** START SOURCE EXCERPT **
Every house had its own matron and ‘Sick Room’. Foundation also had a lady who sewed – all those woollen socks. She was a big woman and was known as ‘Zep’, for Zeppelin.
The private fags might run a morning bath for their prefects in the prefects’ bathroom. They laid out his clothes for that day, together with the blazer they had brushed and the shoes they had polished.

House run
Next, came the pre-breakfast house run. The prefects were exempt and ‘Senior Studies’ were too.
All the Dayrooms, apart from ‘Swees’ (explanation later) lined up along the walls of the wide stone-floored corridor in Foundation which ran alongside Big School and the four studies. Starting with the junior dayroom, we filed outside through the main door beneath the clock and into the quadrangle. We jogged left down the main road, turned left again via an iron swing gate and along the pathway at the side of ‘The Crease’ (the 1st XV rugby and 1st XI cricket field) to the bottom of the wide flight of steps leading up to The Terrace. At the top, on each side of the steps, the ubiquitous duty prefects had stationed themselves, ready to identify dishevelled hair or clothes, dirty shoes etc. Punishments were given for a repeatedly unkempt turn-out.
** END SOURCE EXCERPT **
** START DATA PROVIDED **
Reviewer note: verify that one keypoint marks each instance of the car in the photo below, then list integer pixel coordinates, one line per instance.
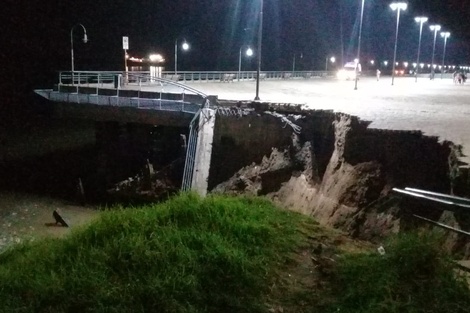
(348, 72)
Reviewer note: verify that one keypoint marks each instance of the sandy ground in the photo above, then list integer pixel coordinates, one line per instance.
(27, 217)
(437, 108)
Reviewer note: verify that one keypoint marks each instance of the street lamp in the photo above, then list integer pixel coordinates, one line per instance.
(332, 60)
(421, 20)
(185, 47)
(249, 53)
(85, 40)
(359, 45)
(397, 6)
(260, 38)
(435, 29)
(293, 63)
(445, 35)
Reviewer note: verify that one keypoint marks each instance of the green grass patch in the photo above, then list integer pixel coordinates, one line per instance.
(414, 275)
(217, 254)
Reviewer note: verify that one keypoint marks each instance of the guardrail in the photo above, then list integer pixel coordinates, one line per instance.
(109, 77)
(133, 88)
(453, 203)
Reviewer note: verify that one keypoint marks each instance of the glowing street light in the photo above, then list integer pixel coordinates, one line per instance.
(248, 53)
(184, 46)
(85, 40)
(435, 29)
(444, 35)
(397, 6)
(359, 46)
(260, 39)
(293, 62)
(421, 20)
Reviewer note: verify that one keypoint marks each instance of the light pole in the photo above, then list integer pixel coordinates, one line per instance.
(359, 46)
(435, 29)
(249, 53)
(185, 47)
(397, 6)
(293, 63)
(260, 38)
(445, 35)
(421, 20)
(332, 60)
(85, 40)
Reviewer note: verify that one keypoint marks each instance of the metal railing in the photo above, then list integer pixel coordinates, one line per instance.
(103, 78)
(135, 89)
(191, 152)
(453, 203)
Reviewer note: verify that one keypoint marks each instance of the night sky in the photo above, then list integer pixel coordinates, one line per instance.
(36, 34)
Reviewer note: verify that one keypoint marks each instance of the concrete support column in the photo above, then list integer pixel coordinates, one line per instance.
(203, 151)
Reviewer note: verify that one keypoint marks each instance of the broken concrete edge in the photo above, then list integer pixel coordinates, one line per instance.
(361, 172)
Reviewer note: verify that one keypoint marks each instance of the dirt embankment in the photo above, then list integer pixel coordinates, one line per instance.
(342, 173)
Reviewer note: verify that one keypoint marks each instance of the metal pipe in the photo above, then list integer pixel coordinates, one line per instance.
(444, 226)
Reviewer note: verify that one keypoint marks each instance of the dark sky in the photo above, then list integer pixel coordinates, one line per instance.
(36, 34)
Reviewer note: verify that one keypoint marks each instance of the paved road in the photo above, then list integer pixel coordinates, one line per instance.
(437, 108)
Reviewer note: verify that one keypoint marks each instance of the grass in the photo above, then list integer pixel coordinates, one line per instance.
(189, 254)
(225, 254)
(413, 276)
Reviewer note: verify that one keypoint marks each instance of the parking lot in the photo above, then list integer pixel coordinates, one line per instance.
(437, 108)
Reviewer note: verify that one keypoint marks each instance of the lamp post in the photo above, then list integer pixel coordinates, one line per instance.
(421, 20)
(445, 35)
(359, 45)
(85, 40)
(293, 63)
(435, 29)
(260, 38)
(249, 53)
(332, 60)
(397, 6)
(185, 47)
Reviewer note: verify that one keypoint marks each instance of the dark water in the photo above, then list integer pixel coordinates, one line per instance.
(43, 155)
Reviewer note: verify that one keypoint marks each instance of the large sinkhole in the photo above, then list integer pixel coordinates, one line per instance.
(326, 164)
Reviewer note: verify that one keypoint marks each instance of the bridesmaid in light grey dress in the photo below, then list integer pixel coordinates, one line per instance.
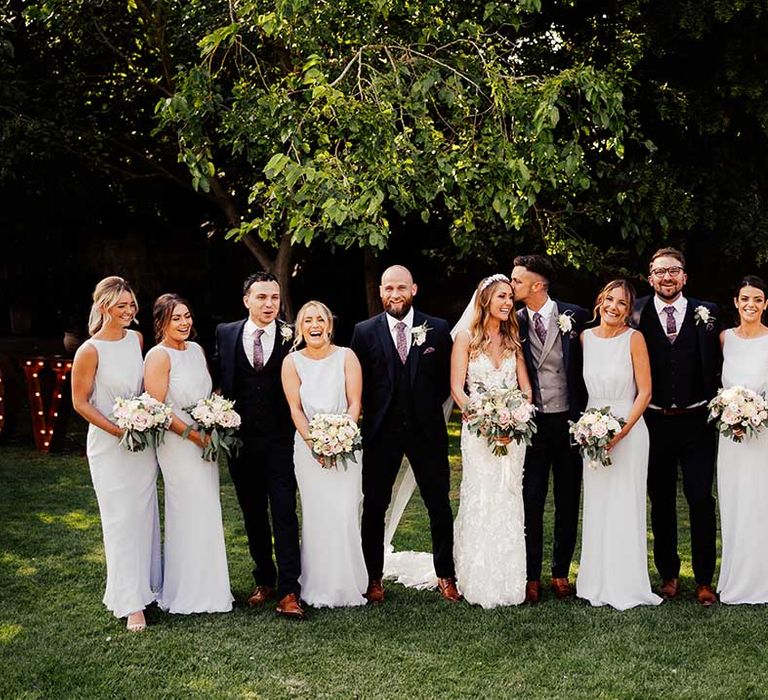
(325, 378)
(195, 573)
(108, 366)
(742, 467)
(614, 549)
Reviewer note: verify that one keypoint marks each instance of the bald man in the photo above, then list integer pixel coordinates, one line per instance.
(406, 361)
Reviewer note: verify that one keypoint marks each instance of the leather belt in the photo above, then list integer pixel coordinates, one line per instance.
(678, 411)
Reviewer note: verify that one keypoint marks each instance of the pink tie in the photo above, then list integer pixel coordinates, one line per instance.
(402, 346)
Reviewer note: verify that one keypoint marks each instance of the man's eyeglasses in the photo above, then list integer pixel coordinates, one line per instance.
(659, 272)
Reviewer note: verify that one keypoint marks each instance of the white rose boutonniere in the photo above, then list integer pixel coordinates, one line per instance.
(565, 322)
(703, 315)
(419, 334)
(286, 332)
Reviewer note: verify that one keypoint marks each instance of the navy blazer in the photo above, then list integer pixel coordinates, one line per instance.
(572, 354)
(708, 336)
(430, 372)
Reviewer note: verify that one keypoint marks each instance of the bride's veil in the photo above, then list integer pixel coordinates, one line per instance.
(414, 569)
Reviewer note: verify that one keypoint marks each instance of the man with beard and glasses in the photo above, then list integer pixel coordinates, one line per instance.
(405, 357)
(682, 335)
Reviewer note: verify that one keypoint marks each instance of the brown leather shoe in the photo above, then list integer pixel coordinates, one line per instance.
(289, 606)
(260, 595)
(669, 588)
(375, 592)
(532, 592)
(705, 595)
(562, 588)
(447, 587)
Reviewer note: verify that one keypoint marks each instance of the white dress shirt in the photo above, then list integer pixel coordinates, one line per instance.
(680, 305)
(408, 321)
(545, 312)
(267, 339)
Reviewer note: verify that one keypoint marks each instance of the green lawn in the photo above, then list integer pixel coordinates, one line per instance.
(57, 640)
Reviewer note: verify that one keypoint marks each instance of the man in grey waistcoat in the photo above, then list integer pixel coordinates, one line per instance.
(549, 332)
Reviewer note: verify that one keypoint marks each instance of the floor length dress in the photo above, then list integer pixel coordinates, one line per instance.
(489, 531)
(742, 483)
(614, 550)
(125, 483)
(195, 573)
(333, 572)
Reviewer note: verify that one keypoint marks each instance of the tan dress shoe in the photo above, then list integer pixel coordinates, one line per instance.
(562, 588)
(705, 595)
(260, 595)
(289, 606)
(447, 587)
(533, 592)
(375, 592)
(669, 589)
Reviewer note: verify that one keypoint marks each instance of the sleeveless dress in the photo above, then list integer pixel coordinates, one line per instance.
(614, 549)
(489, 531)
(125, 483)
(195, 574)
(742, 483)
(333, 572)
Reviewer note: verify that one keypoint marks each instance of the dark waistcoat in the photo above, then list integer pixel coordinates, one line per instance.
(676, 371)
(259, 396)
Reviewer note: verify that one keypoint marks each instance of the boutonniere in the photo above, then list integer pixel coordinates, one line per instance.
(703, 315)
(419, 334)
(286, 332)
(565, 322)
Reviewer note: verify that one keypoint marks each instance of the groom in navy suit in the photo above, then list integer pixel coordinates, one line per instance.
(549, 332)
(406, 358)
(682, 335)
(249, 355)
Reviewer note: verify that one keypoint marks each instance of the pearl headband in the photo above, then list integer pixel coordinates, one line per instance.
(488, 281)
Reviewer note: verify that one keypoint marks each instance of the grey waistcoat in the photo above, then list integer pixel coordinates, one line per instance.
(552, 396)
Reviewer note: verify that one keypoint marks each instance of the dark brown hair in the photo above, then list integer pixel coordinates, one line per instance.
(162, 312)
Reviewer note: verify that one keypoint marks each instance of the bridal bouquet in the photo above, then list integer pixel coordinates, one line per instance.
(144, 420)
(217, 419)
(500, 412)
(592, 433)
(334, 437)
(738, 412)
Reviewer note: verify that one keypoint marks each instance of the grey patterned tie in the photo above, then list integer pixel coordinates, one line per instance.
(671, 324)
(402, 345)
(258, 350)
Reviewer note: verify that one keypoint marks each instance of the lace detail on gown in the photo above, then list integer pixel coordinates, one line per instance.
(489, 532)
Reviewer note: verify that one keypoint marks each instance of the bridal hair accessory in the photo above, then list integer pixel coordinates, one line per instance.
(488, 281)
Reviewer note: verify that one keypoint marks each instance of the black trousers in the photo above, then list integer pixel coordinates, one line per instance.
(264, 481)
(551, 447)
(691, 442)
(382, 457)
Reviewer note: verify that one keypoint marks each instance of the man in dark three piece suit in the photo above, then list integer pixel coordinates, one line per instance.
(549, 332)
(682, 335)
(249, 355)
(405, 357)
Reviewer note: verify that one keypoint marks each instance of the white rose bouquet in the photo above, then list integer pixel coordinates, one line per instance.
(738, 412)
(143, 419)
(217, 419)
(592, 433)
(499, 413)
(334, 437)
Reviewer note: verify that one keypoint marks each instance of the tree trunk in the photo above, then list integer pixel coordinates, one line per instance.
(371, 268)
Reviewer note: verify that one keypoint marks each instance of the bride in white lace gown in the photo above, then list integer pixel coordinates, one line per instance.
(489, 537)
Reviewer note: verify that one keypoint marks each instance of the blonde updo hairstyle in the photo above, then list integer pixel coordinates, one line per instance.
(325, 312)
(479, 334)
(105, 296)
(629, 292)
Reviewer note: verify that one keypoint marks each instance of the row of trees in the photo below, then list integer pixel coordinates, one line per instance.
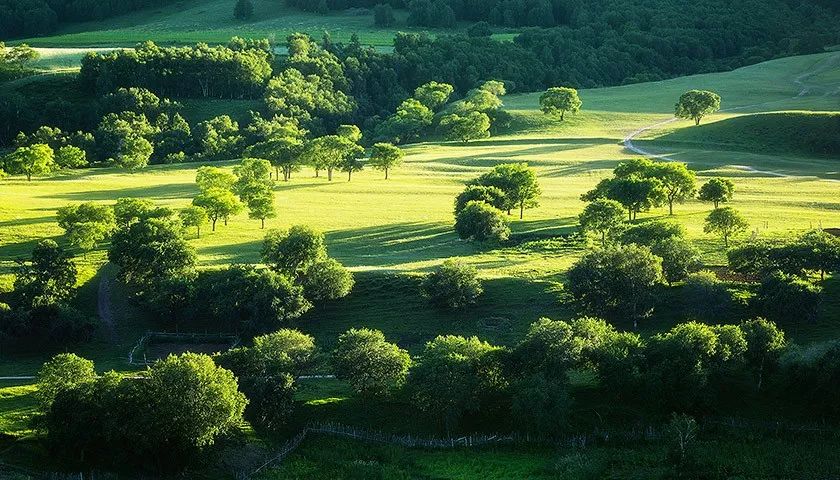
** END DATA PROVIDED **
TASK SET:
[a] According to the school routine passage, who was exempt from the pre-breakfast house run?
[b] Continue the school routine passage, beginning after its final sentence.

RESPONSES:
[a] The prefects and 'Senior Studies' were exempt.

[b]
More routines
The morning runners proceeded to the Foundation dining-room for breakfast. The non-duty prefects came down in their own time. No masters were present. After breakfast, it was bed-making to the prescribed standard. The weekday routine would then involve organising your books to take to classes, Chapel (‘The Shed’) at 8.30 am for morning prayers, three morning classes, a break back on house for drinks, a jam sandwich and change of books; two more classes, lunch, sports, two afternoon classes except on Wednesdays, tea, Prep’. Finally, the evening house assembly, with roll-call; and bed.

Meal Times
All meals on Foundation were taken in the dining-room. This was a long room with tables and benches down both sides and generations of boys’ names carved into the surrounding wood panelling, above which hung team photos. It was quintessential public school and happened to be the oldest part of the school.
There were two doors to the dining-room. Both were at the near end but on different sides of the room. One was the privileged door for the masters and prefects; the other was for everyone else. Down at the far end of the room was the top table, with chairs, for the masters and prefects. They entered the dining-room by their own door and walked down the middle of the room between the silent ranks of boys standing at their bench seats. No-one sat down or spoke until the Grace had been said.
We occupied more or less the same place at table for every meal but there was a degree of displacement at lunch-time when the ‘waiting house’ boys ate on their ‘main house’. Seating at the tables below the head table was in seniority order ending with the juniors nearest the second-class door. Everyone had a jar of jam and sugar, with name labels on them. These came out for breakfast and tea on wooden trays which were stored on racks in the wall.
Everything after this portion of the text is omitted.